- Text excerpt -
--*--

The ICA IS-29 was a sailplane built in Romania in the 1970s. The prefix IS comes from Iosif Șilimon, the Romanian IAR (Industria Aeronautică Română) aeronautical engineer who designed it.

Design and development
The 15-metre (49ft 3in) single-seat variant of the IS-28 series, the IS-29D2 single-seater has retractable gear, camber-changing flaps and Hütter-type airbrakes on the upper wing surface only. The T-tail has a fixed stabilizer and elevator. The –29D model is of all-metal construction while the earlier –29B has wooden wings. Developments include 19 metre (62 ft) -29E2 and 20 metre (66 ft) -29E3 versions and a flapless, fixed gear 16.5-metre (54 feet) ‘club’ model -29G.

The IS-29 was also produced in a motorglider version, designated the IS-29EM. This shared the low-set wings and three-point undercarriage of the IS-28M2, and the new wings of the IS-28MA.

--*--

- Exercise tasks -
A: According to the text on the ICA IS-29, who designed the sailplane?
B: For each statement, say whether it agrees with the text on the ICA IS-29, and quote the words that decide it.
(i) The IS-29D2 has airbrakes on both the upper and lower wing surfaces.
(ii) The -29G club model has fixed gear and no flaps.
(iii) The IS-29EM is a motorglider version of the IS-29.
The data that comes after this point is not needed.

--*--

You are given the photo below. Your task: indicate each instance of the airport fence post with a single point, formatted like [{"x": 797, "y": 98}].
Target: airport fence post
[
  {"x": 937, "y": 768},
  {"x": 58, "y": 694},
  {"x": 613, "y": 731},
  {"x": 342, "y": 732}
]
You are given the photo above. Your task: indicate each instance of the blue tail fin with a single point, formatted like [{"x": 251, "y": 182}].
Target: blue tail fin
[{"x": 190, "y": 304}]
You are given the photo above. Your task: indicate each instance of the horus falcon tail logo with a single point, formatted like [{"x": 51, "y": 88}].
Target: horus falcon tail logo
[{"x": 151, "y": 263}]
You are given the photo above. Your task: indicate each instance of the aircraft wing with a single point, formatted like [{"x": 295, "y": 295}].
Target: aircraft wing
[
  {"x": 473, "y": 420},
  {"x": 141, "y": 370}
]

--*--

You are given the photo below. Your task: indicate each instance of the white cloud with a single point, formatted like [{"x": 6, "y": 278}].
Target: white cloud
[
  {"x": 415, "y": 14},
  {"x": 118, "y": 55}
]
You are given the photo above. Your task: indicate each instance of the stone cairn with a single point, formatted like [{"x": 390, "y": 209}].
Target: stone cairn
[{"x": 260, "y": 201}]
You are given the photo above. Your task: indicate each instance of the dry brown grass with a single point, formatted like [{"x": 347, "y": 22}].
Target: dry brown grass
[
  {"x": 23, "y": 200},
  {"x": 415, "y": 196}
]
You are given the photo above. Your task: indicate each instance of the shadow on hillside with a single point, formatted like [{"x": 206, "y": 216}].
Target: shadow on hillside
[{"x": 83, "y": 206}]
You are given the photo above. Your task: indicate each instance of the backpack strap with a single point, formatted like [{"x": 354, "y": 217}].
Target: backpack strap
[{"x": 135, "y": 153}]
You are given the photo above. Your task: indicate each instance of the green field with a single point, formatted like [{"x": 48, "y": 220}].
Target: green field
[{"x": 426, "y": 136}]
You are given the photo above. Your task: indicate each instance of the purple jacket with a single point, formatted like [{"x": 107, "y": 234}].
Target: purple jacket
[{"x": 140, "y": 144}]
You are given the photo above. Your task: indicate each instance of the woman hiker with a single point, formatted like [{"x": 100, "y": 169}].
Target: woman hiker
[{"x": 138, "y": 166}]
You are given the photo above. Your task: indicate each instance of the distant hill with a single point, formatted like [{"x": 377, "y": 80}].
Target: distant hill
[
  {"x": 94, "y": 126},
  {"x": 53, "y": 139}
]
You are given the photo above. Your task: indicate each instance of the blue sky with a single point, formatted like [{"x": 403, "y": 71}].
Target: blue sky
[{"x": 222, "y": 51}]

--*--

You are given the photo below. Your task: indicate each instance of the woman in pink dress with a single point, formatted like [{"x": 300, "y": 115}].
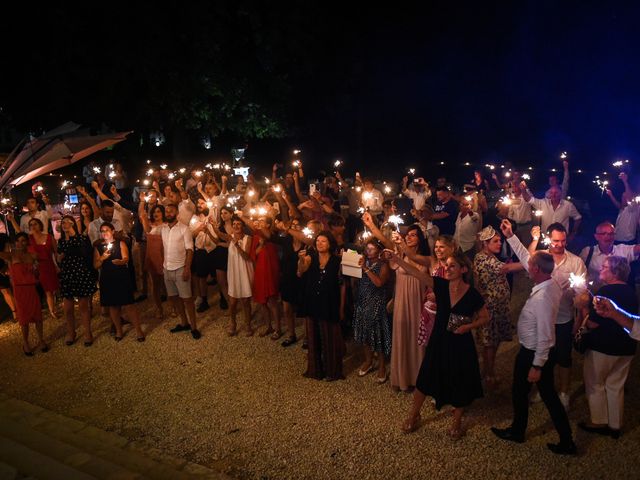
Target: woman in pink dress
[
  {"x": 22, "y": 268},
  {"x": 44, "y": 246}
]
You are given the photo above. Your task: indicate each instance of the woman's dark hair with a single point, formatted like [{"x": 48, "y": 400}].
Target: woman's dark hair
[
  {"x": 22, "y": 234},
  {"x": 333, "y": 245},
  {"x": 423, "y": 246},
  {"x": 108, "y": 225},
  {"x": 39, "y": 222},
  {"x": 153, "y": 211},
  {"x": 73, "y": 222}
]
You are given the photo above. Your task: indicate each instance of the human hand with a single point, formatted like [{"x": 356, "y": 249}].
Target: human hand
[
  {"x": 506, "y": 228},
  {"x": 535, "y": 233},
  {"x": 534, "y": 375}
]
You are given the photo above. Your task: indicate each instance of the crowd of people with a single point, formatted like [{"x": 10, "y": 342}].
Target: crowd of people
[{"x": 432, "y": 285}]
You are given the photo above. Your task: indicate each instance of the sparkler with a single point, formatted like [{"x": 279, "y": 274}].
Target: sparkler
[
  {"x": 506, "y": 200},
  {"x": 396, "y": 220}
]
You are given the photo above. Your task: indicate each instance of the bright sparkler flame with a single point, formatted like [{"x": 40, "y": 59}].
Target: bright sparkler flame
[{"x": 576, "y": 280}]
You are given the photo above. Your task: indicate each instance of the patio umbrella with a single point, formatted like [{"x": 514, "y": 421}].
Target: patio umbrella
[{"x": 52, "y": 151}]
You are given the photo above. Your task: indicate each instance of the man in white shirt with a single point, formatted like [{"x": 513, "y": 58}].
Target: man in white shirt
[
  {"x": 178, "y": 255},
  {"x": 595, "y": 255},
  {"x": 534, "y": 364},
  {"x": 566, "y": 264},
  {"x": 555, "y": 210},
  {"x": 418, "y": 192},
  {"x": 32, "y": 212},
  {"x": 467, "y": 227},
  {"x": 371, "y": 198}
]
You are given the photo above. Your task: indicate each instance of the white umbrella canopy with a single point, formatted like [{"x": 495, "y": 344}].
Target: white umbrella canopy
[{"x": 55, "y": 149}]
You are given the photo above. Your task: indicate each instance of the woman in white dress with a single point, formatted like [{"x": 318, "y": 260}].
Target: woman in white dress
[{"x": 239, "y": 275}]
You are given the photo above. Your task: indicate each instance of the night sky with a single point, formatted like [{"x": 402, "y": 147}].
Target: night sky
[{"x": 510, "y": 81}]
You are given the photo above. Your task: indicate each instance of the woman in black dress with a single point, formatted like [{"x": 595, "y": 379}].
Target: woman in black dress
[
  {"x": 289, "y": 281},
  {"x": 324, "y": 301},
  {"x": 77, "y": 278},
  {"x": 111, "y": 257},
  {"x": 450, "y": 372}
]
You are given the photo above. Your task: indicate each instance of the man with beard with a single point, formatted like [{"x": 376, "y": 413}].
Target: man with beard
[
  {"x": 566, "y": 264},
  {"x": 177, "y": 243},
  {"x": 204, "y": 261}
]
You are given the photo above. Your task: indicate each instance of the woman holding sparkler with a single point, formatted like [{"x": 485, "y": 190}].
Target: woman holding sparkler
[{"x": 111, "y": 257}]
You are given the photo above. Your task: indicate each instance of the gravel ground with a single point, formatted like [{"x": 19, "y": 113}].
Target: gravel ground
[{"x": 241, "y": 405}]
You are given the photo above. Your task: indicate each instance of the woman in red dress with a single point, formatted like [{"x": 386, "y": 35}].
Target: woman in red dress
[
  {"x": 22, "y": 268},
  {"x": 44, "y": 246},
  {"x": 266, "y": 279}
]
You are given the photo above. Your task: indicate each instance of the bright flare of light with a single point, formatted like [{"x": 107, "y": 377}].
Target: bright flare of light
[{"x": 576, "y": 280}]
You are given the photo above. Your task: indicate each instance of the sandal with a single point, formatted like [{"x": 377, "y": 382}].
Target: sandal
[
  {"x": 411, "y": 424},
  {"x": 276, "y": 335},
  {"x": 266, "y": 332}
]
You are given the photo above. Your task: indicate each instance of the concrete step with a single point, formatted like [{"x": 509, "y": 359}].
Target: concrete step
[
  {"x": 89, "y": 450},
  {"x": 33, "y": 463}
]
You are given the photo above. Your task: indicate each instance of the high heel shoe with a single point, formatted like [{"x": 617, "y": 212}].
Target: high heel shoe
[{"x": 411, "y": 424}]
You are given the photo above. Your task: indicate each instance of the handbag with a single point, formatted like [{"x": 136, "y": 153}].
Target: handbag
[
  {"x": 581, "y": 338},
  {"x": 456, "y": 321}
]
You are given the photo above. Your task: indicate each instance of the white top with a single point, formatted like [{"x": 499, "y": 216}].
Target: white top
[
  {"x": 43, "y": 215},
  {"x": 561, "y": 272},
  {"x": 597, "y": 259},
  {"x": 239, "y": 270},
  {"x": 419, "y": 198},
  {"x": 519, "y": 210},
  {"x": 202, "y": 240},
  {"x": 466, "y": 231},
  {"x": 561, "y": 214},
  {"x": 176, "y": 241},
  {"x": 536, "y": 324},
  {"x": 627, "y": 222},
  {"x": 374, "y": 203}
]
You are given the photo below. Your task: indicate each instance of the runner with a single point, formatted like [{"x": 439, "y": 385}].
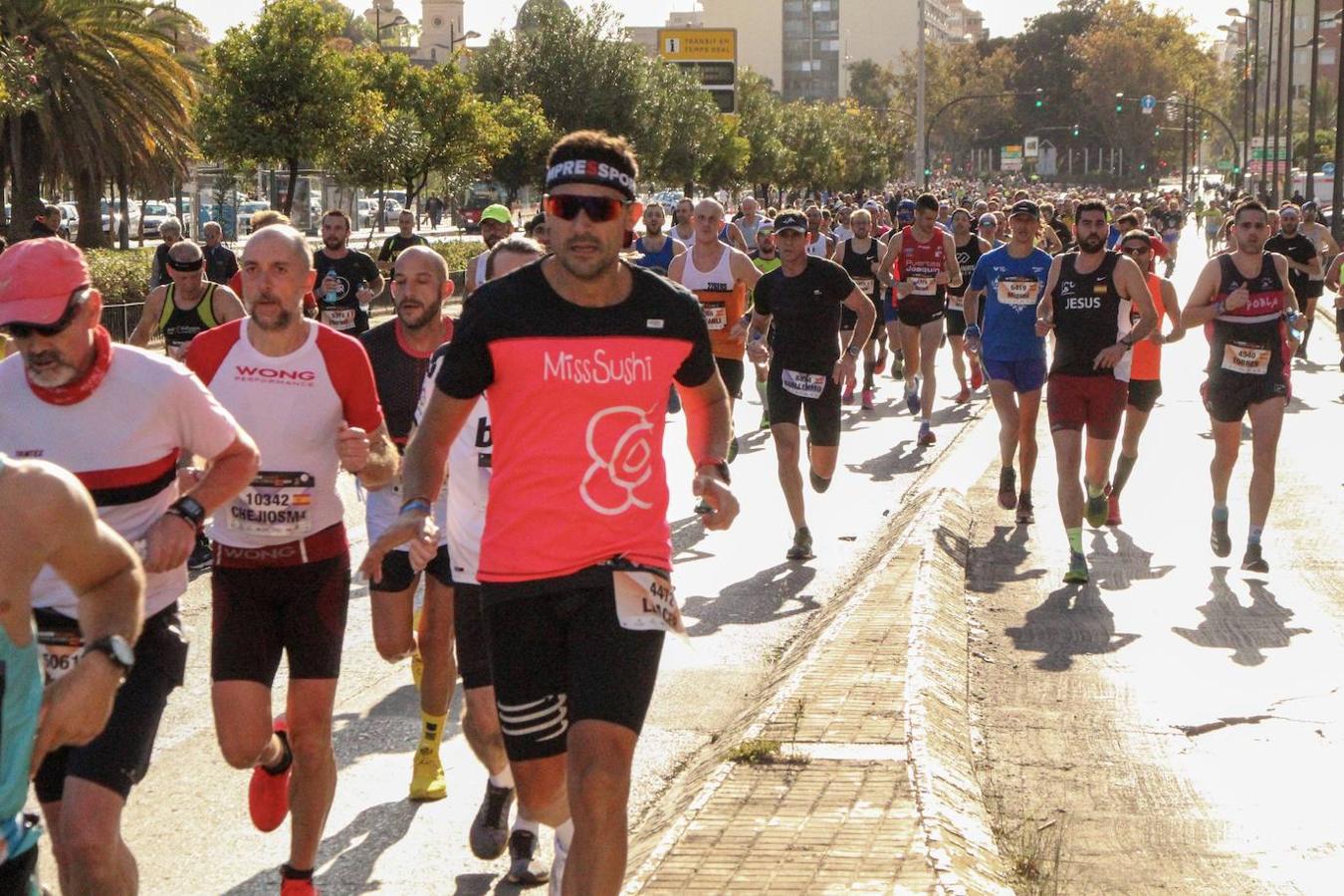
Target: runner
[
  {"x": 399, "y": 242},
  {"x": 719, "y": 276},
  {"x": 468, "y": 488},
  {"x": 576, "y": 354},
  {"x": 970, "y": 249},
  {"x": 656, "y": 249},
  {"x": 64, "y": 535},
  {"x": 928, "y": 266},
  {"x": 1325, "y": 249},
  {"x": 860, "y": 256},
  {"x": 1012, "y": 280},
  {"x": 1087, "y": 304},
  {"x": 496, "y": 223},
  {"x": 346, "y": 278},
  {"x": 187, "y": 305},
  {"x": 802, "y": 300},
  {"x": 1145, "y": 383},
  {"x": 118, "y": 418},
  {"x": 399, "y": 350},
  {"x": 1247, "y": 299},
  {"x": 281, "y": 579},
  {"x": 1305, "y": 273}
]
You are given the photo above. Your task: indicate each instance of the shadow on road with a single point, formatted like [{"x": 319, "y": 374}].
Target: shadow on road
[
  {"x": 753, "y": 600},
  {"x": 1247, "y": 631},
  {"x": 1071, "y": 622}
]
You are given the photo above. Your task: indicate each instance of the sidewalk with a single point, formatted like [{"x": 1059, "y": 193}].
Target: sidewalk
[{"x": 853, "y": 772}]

--*--

- Answers to the exercise -
A: Iosif Șilimon, a Romanian IAR aeronautical engineer.

B:
(i) No: "Hütter-type airbrakes on the upper wing surface only"
(ii) Yes: "a flapless, fixed gear 16.5-metre (54 feet) ‘club’ model -29G"
(iii) Yes: "The IS-29 was also produced in a motorglider version, designated the IS-29EM."